▶ [What is needed] Copy out word for word the lines below, from the line with "the stone staircase" to the line with "pixel 360 592", both of them included.

Stored entries
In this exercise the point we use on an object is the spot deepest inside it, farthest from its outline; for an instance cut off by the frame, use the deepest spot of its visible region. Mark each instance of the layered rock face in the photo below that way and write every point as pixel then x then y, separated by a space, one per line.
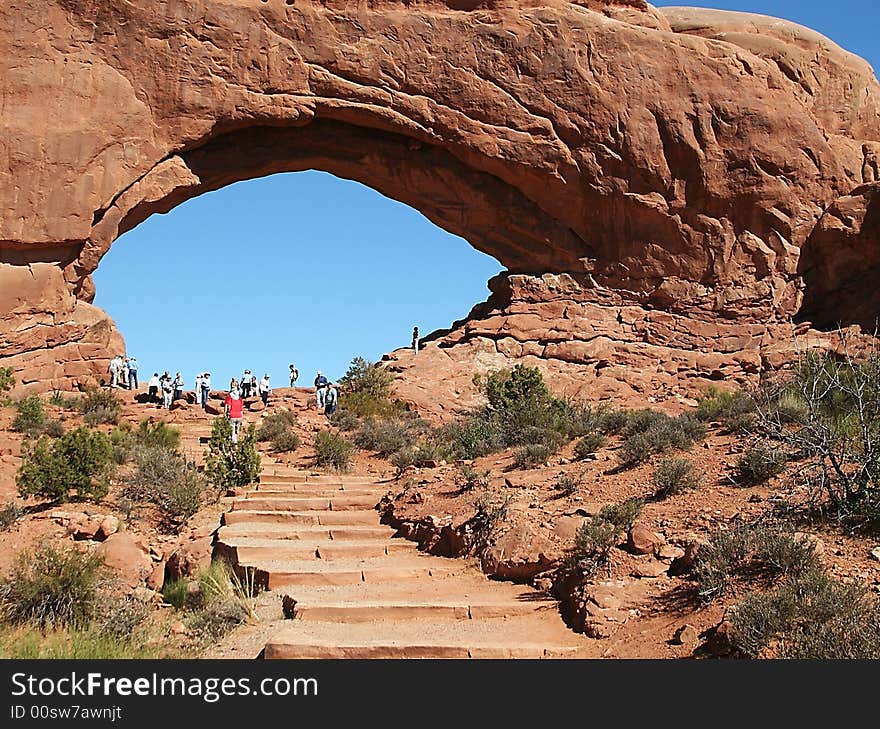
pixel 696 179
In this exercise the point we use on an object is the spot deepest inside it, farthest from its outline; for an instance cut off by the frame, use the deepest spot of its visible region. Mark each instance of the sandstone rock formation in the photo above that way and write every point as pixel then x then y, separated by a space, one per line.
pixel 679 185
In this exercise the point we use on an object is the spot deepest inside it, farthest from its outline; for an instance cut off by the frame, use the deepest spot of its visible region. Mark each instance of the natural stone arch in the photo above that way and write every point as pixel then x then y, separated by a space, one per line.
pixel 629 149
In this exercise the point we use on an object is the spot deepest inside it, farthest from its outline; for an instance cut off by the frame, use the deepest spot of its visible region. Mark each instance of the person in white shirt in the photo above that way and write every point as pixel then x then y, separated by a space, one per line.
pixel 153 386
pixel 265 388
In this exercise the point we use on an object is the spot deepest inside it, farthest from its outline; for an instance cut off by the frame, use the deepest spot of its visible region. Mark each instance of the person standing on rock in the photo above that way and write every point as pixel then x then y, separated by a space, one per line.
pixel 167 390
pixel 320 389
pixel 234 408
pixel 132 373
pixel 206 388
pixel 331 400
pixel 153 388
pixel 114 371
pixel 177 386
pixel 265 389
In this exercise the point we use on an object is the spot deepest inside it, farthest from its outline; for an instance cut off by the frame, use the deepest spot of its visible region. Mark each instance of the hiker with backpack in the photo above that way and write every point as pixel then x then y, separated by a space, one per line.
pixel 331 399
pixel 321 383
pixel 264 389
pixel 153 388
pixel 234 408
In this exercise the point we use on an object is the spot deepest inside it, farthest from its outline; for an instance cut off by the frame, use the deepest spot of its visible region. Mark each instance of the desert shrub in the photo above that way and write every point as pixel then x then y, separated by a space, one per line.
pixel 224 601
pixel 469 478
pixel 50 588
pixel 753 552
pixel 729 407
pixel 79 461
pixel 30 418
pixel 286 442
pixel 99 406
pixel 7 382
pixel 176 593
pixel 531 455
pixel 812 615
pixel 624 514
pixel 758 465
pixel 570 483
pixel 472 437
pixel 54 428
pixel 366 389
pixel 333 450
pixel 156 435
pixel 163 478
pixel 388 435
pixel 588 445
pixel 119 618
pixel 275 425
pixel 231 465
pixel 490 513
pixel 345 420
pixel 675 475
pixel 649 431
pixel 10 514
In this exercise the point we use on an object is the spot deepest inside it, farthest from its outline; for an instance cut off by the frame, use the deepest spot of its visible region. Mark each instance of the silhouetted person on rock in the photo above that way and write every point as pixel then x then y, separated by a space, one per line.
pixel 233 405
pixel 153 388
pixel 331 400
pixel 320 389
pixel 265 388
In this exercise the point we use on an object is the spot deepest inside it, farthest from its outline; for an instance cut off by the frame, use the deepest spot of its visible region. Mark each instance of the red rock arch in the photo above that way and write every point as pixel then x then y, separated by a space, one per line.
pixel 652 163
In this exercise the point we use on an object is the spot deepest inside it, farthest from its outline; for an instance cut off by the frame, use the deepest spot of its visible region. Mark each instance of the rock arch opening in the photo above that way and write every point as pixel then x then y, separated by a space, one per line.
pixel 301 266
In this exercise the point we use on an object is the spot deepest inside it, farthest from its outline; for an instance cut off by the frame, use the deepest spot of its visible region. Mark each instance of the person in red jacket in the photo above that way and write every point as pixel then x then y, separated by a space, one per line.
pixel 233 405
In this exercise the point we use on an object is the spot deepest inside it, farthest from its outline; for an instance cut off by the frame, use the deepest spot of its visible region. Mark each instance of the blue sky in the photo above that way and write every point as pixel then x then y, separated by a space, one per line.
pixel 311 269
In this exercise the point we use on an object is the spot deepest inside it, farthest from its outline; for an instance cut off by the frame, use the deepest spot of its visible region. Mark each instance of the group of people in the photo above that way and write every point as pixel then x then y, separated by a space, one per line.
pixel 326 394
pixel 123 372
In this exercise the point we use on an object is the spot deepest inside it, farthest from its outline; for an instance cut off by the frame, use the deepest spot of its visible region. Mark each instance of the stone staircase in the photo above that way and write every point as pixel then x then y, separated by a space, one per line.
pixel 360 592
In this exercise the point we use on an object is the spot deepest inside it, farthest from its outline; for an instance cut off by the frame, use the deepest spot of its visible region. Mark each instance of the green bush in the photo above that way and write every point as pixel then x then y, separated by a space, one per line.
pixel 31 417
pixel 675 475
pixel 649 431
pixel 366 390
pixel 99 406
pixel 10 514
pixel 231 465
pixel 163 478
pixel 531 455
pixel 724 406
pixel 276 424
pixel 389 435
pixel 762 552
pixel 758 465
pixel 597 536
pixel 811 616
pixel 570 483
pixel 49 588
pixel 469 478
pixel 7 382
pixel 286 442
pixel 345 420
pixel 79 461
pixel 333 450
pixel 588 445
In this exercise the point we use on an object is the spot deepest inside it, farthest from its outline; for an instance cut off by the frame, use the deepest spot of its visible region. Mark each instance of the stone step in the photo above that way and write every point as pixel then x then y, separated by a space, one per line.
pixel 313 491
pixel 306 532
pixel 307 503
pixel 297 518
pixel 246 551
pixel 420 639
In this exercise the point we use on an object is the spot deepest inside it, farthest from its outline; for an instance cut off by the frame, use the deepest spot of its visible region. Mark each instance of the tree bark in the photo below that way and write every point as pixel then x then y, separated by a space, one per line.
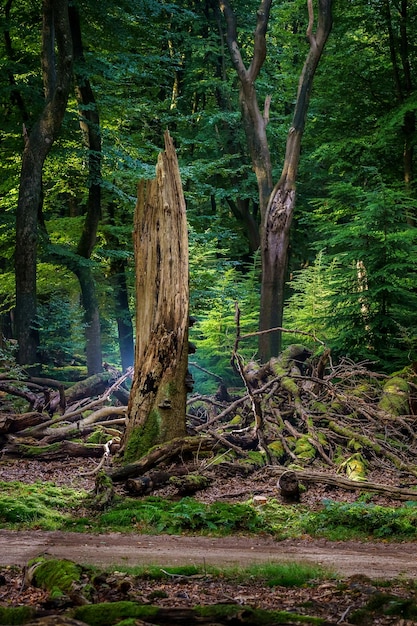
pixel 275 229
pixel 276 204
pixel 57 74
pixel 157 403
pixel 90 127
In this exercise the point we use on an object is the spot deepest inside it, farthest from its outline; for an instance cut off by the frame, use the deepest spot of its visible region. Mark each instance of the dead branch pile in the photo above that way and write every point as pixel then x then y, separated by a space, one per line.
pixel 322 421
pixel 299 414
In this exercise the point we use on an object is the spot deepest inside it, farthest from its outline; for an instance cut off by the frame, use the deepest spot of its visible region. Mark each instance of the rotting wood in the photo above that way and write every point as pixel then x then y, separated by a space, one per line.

▶ [Correct result]
In this exercise the point we use on an object is the spot deepest inside it, farthest from its outline; for an instance cut off by the frame, use the deepest spot of its visible region. Mark each instance of the stone staircase in the photo above that way and write every point as pixel then x then y, separated by a space, one per line.
pixel 360 592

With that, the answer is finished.